» **Short task**
Make an exact copy of the records, with the images left out.
** start of Exercise material **
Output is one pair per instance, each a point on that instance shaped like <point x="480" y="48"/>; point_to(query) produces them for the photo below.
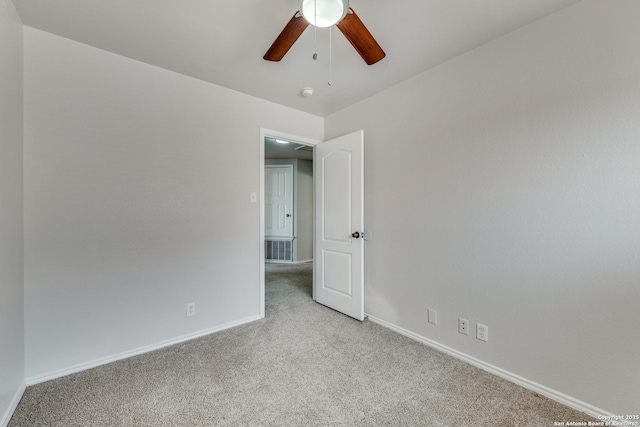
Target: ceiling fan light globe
<point x="327" y="12"/>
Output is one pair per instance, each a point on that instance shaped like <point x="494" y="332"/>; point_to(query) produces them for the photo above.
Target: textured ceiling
<point x="223" y="41"/>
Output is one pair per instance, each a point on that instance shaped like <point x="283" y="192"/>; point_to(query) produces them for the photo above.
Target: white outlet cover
<point x="433" y="317"/>
<point x="482" y="332"/>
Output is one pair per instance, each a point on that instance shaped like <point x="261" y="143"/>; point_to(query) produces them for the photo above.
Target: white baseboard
<point x="517" y="379"/>
<point x="135" y="352"/>
<point x="4" y="421"/>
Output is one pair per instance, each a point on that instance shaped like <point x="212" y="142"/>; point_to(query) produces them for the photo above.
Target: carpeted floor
<point x="303" y="365"/>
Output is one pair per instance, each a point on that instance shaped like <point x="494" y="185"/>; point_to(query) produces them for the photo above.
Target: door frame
<point x="289" y="137"/>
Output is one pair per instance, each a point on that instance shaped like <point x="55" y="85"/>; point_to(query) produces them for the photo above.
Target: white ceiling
<point x="223" y="41"/>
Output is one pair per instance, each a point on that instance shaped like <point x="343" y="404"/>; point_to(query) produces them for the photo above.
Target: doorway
<point x="280" y="149"/>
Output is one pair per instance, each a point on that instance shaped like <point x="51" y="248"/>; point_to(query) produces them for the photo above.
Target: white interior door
<point x="339" y="246"/>
<point x="278" y="203"/>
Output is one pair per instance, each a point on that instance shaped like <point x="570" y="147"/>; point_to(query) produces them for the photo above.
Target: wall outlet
<point x="463" y="326"/>
<point x="191" y="309"/>
<point x="433" y="317"/>
<point x="482" y="332"/>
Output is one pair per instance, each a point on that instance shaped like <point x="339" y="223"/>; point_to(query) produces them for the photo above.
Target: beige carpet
<point x="303" y="365"/>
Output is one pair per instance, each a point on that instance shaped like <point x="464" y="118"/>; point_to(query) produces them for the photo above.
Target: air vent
<point x="278" y="250"/>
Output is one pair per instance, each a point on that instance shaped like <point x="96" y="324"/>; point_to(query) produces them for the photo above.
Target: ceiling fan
<point x="325" y="13"/>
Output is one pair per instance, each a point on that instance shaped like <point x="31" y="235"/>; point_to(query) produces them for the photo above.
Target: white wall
<point x="132" y="208"/>
<point x="504" y="186"/>
<point x="11" y="225"/>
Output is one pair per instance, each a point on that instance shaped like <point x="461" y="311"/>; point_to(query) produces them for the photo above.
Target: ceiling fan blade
<point x="361" y="39"/>
<point x="294" y="28"/>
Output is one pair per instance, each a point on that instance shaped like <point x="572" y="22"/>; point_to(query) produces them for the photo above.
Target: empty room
<point x="471" y="253"/>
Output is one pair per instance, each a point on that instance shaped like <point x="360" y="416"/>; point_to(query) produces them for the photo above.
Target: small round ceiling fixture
<point x="324" y="13"/>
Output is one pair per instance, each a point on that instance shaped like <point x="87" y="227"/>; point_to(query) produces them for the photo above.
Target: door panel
<point x="278" y="204"/>
<point x="339" y="191"/>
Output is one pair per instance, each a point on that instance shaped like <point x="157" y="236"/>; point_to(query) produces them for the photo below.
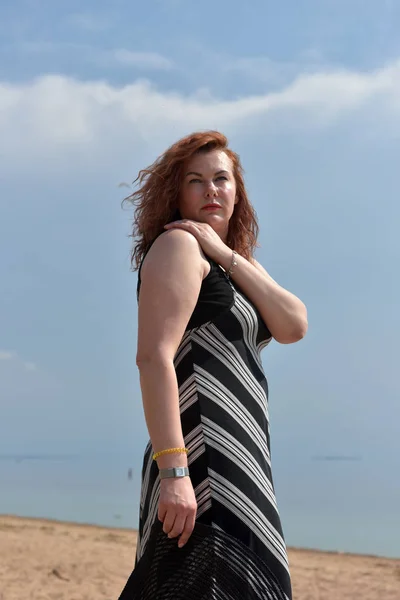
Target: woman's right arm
<point x="171" y="278"/>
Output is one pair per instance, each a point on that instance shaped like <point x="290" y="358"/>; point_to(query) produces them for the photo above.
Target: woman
<point x="209" y="525"/>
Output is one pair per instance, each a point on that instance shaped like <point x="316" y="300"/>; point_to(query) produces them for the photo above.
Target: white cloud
<point x="143" y="60"/>
<point x="56" y="116"/>
<point x="90" y="22"/>
<point x="6" y="355"/>
<point x="29" y="366"/>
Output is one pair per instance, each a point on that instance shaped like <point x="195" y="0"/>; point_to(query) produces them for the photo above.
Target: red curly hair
<point x="157" y="198"/>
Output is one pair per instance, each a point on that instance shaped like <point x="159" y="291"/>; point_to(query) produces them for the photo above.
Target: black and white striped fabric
<point x="223" y="397"/>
** end of Exercise material **
» **Output for this task**
Output is one pair per instance, each a point on that instance shaped like <point x="480" y="48"/>; point_to(query) produces them for the photo below.
Target: ceiling fan light globe
<point x="327" y="12"/>
Output is one pair per instance, each a point on that instance shaped like <point x="494" y="332"/>; point_to(query) produces them for the photo above.
Target: textured ceiling
<point x="223" y="41"/>
Output is one pair per instance, each a point on that instance shaped like <point x="283" y="192"/>; point_to(query) produces them for the photo above.
Target: white outlet cover
<point x="433" y="317"/>
<point x="482" y="332"/>
Output is one pair per instance, each a point on that instance shaped like <point x="261" y="143"/>; point_to(query) produces them for the photo above.
Target: white baseboard
<point x="517" y="379"/>
<point x="135" y="352"/>
<point x="4" y="421"/>
Output is one pair per instance, each a point on that instance shaped like <point x="212" y="142"/>; point_to(query) produces them for the photo above.
Target: carpeted floor
<point x="303" y="365"/>
Output is one pair per instance, each a point on that instance shaped like <point x="494" y="185"/>; point_to(query) produces them for the photo above.
Target: door frame
<point x="289" y="137"/>
Output is one pair per instance, each a point on that instance shaped like <point x="55" y="85"/>; point_to(query) produces them for the photo above.
Target: white ceiling
<point x="223" y="41"/>
Output is one pair per instance, each a point on that instance shaped like <point x="343" y="404"/>; point_to(query) produces them for the photo above.
Target: doorway
<point x="280" y="149"/>
Output is one pair per instance, each a point on that instance shaped like <point x="51" y="248"/>; point_to(query) produces them for the photo above.
Target: white interior door
<point x="339" y="246"/>
<point x="278" y="203"/>
Output is one pair per instance, each a point on that instance shaped like <point x="570" y="147"/>; point_to(query) produces them for the photo above.
Target: wall outlet
<point x="463" y="326"/>
<point x="191" y="309"/>
<point x="433" y="317"/>
<point x="482" y="332"/>
Output is one pair per instance, each a point on that instance shaped like <point x="339" y="223"/>; point_to(query) produces them for the photo above.
Target: beige carpet
<point x="303" y="365"/>
Output is one pair per instance, each a point on that instance shaped like <point x="464" y="118"/>; point_to(query) produces them for the photo above.
Target: air vent
<point x="278" y="250"/>
Output is one pair per instance, each a point on that instance shaped like <point x="96" y="324"/>; point_to(query) produces them for the photo above.
Target: ceiling fan
<point x="325" y="13"/>
Output is one pair per instance, each a point on that instance shaped like <point x="31" y="235"/>; point_to(query) produces them for the photo above.
Target: white wall
<point x="132" y="208"/>
<point x="504" y="186"/>
<point x="11" y="225"/>
Output is one pair per instance, each a point on that instance shaped like <point x="461" y="311"/>; point_to(query) produces them for the photo above.
Target: ceiling fan blade
<point x="361" y="39"/>
<point x="294" y="28"/>
Output is one pair per instance, each a point on that instance shaped like <point x="572" y="22"/>; point_to(query) produces them for the photo above.
Target: empty room
<point x="471" y="253"/>
Output is one pair per instance, each a point on that instance shaped like <point x="360" y="416"/>; point_to(query) produces them for the photo above.
Target: small round ceiling fixture
<point x="324" y="13"/>
Output is one pair per instance, each a point on that instance shaped like <point x="87" y="227"/>; point_to(query) produces them for the photo above.
Target: door panel
<point x="278" y="204"/>
<point x="339" y="191"/>
Output is one pair per instance, each a point on that instance shaped like <point x="157" y="236"/>; point_to(query) produces them for the photo below.
Target: woman's right arm
<point x="171" y="278"/>
Output is one pair per instance, each a point on that instance shaped like <point x="290" y="358"/>; point_to(query) produces them for the photo above.
Target: woman
<point x="209" y="525"/>
Output is one pair per instance, each a point on that instance shaped like <point x="316" y="300"/>; point_to(query) produces them for the photo above.
Target: white cloud
<point x="143" y="60"/>
<point x="56" y="116"/>
<point x="90" y="22"/>
<point x="6" y="355"/>
<point x="29" y="366"/>
Output is one pair per instance, each a point on that instance shaped like <point x="195" y="0"/>; point_to(query) produces them for the photo above.
Target: red curly hair
<point x="157" y="198"/>
Output is one pair per instance, each a point on that instance shaped like <point x="159" y="291"/>; point_to(query) produces them for the photo above.
Target: black and white striped fabric
<point x="223" y="397"/>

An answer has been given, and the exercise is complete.